Source data:
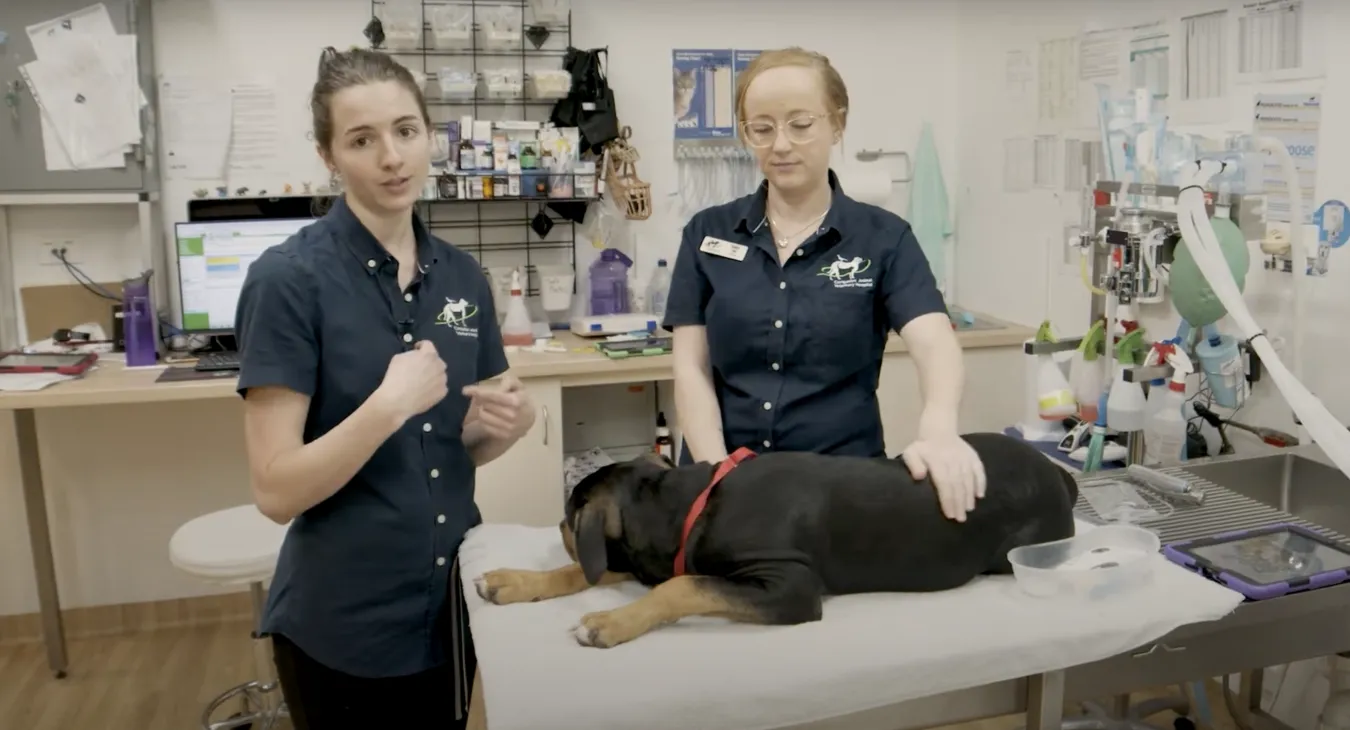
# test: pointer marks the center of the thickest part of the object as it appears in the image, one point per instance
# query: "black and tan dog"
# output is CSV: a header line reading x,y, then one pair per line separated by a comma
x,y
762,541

---

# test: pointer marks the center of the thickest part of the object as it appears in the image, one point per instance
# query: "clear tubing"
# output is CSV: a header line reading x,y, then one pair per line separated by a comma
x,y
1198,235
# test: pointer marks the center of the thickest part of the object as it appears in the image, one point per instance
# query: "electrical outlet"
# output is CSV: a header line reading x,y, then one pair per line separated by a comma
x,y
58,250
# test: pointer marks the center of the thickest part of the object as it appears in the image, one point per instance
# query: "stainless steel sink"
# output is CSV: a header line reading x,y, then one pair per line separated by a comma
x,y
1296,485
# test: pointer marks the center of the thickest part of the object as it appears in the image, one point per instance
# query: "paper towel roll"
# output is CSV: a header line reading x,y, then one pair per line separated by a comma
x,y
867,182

==

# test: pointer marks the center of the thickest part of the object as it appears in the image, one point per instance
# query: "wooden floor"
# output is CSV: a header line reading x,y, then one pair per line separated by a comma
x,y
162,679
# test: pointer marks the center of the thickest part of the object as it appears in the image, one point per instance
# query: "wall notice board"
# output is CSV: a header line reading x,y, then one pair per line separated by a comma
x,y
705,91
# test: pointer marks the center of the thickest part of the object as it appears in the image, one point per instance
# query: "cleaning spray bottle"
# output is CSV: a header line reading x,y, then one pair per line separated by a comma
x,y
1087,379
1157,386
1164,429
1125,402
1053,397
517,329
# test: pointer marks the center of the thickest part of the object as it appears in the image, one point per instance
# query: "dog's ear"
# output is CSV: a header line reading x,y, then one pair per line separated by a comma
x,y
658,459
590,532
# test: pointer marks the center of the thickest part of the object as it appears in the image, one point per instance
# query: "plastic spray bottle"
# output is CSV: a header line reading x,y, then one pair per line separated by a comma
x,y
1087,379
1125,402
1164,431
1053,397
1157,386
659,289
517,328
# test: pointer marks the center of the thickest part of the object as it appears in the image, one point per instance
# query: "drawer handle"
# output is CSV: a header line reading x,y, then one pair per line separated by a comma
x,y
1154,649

Task to complete: Return each line of the preceding material in which "spray" can be found.

Answer for the task:
# query: "cleaning spray bottle"
# query: "plastic spray bottle"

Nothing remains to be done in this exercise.